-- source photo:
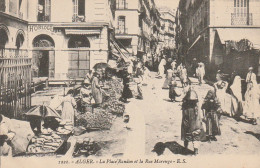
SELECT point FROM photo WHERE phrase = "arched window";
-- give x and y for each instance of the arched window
(3, 38)
(19, 40)
(78, 42)
(121, 25)
(43, 41)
########
What the exercise asks:
Having found the line with "SELECT point FROM", transcribe it and each line after it to the end of the entries, with no other lines.

Output for this task:
SELECT point FROM photo WHERE phrase = "arched window";
-- give x and y for each instance of the arched window
(3, 38)
(19, 40)
(78, 42)
(121, 25)
(43, 41)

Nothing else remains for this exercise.